Aşağıdaki meclis konuşması metninde "Yarın bunun en" ile "doğru sözlü adam..." arasındaki bölümü, bu iki ifade de dahil, hiçbir değişiklik yapmadan yeniden yazın.

Verilen Metin:
——

"Türkiye Cumhuriyeti Anayasasına göre bakan olmuş bir insan çıkıp ta bir tarikatın söylemlerine katılması zoruma gidiyor.
*
Ben iftira atmıyorum.
Beni mahkemeye verin.
Ben burada kimseden korkmadan vicdanımın sesine dayanarak düşüncelerimi söylüyorum.
*
Yani kime hakaret ediyorum kardeşim?
Burada suiistimalleri söylemek hakaret midir?
*
Ben diyorum ki, Fetullah Gülen'in 700 öğrencisini getirtip de bu şiirleri kim yazdı, Fetullah Gülen demeye hakkı var mı bunun?
*
Bakın arkadaşlar;
Şimdi hepiniz benden iyi biliyorsunuz.
AKP'li milletvekilleri Amerika'ya gidip Fetullah Gülen'i  ziyaret ediyorlar.
*
Şimdi bu Fetullah Gülen'i bu mecliste bir araştıralım.
Kimdir bu arkadaşımız ve ne yapmak istiyor?
Türkiye'de bunun bu sermayesi nereden geliyor?
Acaba Türkiye'deki rejimdeki rolü nedir?
Araştıralım.
*
Niye bundan çekiniyorsunuz?
Yarın bunun en büyük zararını siz göreceksiniz.
Ben çekmem, benim zaten düşüncelerim belli.
Araştıralım, durum Türkiye için çok büyük bir tehlikeye gelmiştir."
*
Bu ifadenin ardından vekiller konuşmacı Kamer Genç’in üzerine yürüyor.
*
Oturumu yöneten Meclis Başkan  vekili bayan Mumcu yerlerine oturması hususunda vekilleri uyarıyor.
*
Evet bu konuşmacı rahmetli Kamer Genç idi.
Nur içinde yat!
Cesur ve doğru sözlü adam...
 
Önce İğneyi Kendine Çuvaldızı Başkasına Batır
 
Bir uyanık o kadar da bilmiş bir Ak Vekil  partisinde bakın Fetö Mevzuuna nasıl bakıyor.

——

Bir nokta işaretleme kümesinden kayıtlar
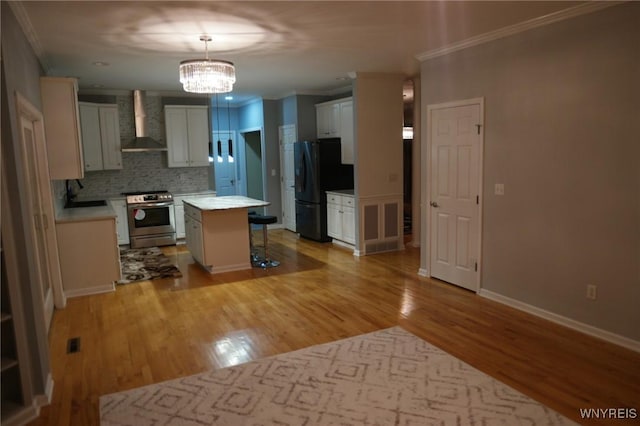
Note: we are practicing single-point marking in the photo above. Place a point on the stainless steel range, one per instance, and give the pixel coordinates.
(151, 219)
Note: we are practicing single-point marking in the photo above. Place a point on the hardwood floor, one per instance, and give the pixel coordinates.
(152, 331)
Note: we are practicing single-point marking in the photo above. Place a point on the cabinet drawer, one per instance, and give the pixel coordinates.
(192, 212)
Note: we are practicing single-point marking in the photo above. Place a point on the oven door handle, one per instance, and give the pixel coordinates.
(135, 206)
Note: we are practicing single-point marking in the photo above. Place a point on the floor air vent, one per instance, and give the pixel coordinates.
(73, 345)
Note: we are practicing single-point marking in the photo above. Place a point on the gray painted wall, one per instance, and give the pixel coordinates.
(562, 119)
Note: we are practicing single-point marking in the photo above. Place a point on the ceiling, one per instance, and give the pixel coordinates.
(279, 48)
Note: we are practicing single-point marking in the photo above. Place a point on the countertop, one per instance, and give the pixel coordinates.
(82, 214)
(341, 192)
(224, 203)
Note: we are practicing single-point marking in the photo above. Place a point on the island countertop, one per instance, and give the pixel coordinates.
(224, 203)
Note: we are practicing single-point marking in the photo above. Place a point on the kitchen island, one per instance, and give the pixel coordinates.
(217, 231)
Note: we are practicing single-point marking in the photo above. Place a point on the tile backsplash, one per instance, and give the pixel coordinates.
(141, 171)
(144, 171)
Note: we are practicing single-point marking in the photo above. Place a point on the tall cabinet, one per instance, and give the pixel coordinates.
(62, 127)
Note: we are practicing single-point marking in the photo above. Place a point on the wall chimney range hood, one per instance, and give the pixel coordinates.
(142, 142)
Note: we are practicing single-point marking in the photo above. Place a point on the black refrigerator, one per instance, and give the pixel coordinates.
(318, 168)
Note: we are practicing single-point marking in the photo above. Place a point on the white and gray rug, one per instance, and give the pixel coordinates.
(389, 377)
(146, 264)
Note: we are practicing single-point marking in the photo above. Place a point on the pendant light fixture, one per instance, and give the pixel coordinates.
(207, 75)
(229, 127)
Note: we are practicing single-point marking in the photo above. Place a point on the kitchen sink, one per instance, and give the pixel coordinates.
(87, 203)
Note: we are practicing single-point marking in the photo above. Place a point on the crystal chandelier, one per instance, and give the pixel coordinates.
(207, 75)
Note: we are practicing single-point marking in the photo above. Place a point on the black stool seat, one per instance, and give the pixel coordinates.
(259, 219)
(264, 220)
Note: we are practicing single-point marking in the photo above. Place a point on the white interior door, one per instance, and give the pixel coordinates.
(287, 180)
(454, 194)
(225, 161)
(39, 206)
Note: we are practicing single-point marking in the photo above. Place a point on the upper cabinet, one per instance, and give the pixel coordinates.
(335, 120)
(62, 127)
(100, 136)
(187, 135)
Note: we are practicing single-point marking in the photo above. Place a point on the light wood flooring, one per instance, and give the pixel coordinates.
(153, 331)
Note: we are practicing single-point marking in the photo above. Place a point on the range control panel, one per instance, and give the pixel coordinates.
(149, 198)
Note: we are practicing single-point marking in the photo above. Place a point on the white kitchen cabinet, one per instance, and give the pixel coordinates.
(62, 127)
(334, 119)
(180, 222)
(178, 208)
(100, 136)
(187, 130)
(346, 131)
(122, 223)
(89, 256)
(328, 120)
(341, 217)
(193, 233)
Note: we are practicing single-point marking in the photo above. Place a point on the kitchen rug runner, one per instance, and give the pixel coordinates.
(146, 264)
(388, 377)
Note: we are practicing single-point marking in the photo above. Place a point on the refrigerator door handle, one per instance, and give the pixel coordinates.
(304, 172)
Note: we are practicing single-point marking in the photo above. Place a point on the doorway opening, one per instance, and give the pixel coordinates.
(407, 150)
(253, 164)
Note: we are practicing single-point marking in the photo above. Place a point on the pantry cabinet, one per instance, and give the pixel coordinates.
(341, 217)
(62, 127)
(187, 130)
(334, 119)
(100, 136)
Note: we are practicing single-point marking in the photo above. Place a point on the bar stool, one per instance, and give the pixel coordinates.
(252, 251)
(264, 220)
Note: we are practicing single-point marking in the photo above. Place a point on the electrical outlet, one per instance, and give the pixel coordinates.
(592, 292)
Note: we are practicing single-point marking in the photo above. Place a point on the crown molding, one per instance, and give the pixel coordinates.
(25, 23)
(572, 12)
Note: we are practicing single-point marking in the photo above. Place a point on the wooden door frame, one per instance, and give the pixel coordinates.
(25, 109)
(425, 216)
(282, 182)
(243, 148)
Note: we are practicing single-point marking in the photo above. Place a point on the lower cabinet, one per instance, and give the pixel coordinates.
(180, 220)
(178, 207)
(89, 256)
(122, 222)
(193, 233)
(341, 217)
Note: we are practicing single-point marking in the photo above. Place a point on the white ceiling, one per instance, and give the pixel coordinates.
(306, 47)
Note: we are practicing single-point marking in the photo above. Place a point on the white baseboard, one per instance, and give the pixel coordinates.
(562, 320)
(107, 288)
(31, 412)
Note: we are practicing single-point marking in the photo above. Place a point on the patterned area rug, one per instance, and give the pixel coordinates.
(389, 377)
(146, 264)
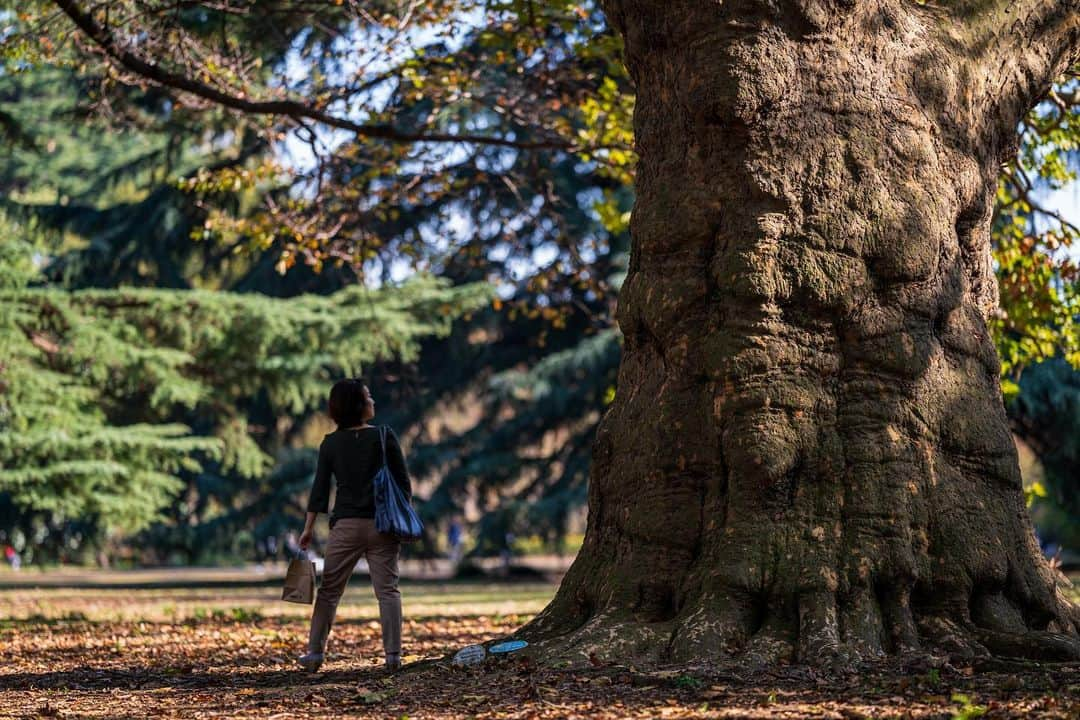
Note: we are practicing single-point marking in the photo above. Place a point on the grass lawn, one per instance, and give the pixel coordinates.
(212, 651)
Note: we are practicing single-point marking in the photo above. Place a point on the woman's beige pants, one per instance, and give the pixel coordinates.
(352, 538)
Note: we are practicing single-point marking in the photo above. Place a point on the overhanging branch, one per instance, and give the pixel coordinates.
(293, 109)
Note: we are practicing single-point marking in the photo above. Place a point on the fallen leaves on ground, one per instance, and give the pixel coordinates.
(241, 665)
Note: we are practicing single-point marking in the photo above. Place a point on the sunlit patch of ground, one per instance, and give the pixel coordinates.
(228, 652)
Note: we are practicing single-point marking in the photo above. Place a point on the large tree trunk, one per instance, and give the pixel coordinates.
(808, 454)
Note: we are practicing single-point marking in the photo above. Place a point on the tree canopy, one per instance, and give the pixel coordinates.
(361, 141)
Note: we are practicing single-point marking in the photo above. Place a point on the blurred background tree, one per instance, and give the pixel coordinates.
(313, 148)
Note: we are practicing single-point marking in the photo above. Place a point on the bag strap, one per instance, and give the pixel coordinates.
(382, 440)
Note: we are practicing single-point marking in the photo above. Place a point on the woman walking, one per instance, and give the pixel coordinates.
(353, 454)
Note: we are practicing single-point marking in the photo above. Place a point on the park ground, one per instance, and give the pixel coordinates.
(219, 643)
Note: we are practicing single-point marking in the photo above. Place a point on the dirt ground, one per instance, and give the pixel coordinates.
(203, 652)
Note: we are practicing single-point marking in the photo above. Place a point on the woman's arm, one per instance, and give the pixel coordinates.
(319, 501)
(396, 461)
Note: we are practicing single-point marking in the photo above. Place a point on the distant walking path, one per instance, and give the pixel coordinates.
(550, 567)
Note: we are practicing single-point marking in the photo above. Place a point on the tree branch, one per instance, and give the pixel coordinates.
(293, 109)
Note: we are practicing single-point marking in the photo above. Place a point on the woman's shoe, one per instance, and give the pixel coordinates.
(311, 662)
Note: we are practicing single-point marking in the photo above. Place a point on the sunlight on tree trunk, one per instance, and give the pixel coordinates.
(808, 457)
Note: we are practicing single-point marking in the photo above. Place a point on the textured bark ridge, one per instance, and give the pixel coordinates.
(808, 457)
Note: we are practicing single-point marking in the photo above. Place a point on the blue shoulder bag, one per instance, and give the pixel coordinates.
(393, 513)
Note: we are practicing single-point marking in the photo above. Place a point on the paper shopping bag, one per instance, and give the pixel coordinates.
(299, 581)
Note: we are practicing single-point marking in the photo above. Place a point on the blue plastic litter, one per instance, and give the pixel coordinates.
(509, 646)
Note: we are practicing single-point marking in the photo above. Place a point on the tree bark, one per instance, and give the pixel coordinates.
(808, 456)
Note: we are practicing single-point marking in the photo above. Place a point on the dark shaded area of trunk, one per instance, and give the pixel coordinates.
(808, 456)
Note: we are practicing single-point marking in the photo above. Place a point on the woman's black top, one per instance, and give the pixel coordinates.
(353, 457)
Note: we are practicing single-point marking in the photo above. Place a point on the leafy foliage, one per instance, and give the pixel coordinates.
(113, 395)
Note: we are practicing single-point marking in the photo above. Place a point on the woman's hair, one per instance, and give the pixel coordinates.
(347, 403)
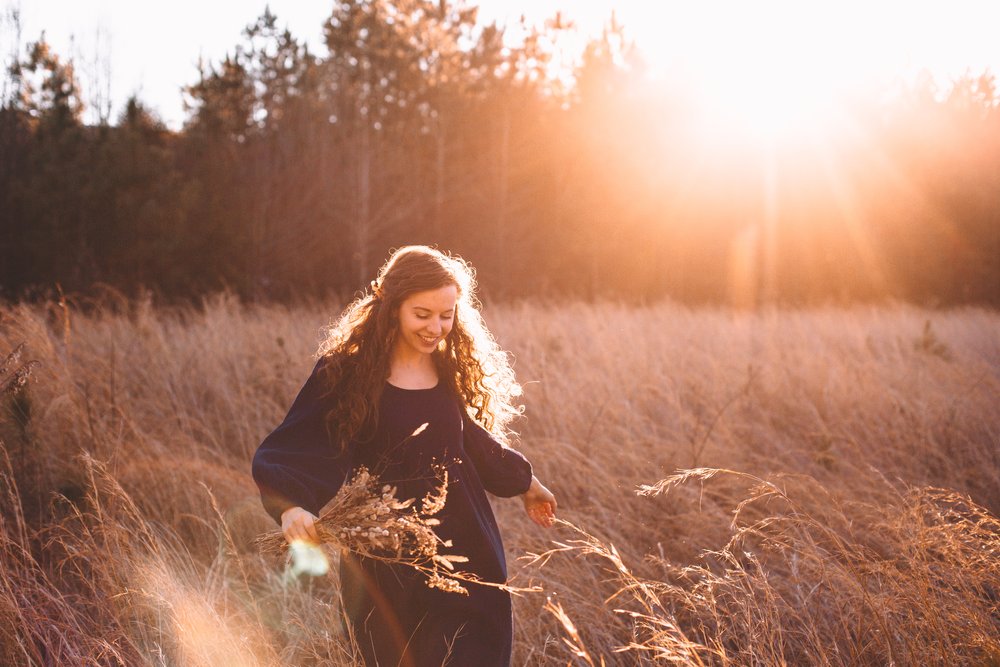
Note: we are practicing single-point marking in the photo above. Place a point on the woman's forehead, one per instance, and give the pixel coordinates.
(440, 299)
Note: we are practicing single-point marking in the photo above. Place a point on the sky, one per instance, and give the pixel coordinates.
(153, 48)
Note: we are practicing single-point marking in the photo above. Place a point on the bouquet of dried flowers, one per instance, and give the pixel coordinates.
(367, 519)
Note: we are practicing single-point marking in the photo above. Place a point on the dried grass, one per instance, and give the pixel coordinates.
(836, 502)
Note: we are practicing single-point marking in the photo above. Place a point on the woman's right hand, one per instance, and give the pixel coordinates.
(299, 524)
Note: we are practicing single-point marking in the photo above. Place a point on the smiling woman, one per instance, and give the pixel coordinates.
(410, 383)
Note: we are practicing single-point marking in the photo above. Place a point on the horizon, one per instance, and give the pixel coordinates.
(678, 43)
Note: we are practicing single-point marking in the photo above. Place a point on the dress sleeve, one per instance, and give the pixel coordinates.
(505, 472)
(296, 465)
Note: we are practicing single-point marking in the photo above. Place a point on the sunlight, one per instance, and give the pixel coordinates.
(780, 71)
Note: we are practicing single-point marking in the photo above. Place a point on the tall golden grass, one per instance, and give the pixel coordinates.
(784, 487)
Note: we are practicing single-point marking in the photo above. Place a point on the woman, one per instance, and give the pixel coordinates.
(414, 351)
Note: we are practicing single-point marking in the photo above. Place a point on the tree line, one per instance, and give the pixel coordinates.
(295, 172)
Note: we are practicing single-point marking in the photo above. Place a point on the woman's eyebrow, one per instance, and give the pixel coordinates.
(430, 310)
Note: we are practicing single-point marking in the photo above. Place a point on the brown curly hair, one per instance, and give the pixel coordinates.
(358, 348)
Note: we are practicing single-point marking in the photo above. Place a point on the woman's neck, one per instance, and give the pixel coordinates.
(412, 371)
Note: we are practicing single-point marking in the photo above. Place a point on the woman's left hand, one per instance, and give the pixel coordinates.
(539, 503)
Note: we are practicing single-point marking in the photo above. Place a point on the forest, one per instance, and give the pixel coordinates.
(296, 170)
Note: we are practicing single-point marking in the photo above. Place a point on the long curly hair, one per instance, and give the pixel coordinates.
(357, 349)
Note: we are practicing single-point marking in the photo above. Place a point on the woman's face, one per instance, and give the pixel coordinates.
(425, 318)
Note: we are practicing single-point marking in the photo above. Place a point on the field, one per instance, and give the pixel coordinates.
(838, 503)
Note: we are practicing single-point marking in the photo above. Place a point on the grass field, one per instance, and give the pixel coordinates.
(838, 506)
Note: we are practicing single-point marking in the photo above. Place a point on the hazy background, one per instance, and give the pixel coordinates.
(706, 152)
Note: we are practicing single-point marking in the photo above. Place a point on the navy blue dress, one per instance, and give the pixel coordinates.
(395, 617)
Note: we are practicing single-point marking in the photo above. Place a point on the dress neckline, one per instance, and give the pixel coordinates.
(389, 384)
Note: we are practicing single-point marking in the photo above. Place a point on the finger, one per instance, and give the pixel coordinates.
(311, 531)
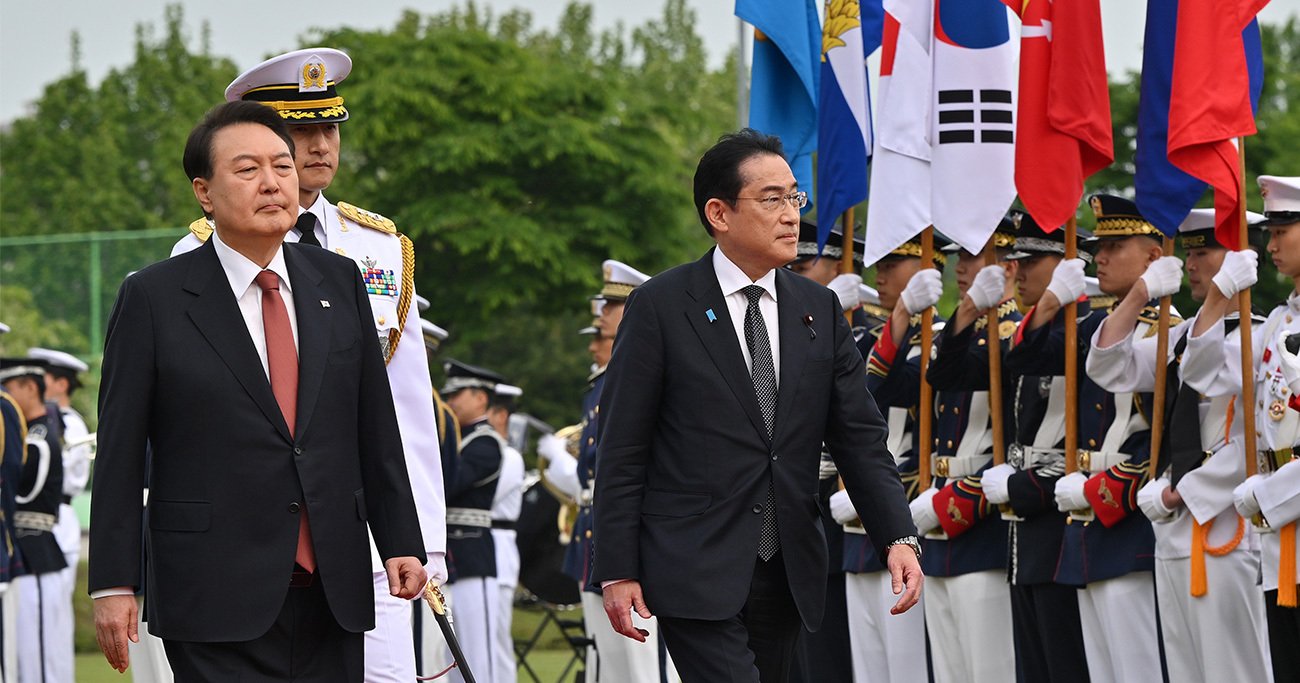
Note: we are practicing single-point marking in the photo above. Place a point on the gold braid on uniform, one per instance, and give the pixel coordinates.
(404, 298)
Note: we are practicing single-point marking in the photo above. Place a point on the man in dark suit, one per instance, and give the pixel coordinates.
(727, 377)
(250, 370)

——

Görevin Çözümü:
Yarın bunun en büyük zararını siz göreceksiniz.
Ben çekmem, benim zaten düşüncelerim belli.
Araştıralım, durum Türkiye için çok büyük bir tehlikeye gelmiştir."
*
Bu ifadenin ardından vekiller konuşmacı Kamer Genç’in üzerine yürüyor.
*
Oturumu yöneten Meclis Başkan  vekili bayan Mumcu yerlerine oturması hususunda vekilleri uyarıyor.
*
Evet bu konuşmacı rahmetli Kamer Genç idi.
Nur içinde yat!
Cesur ve doğru sözlü adam...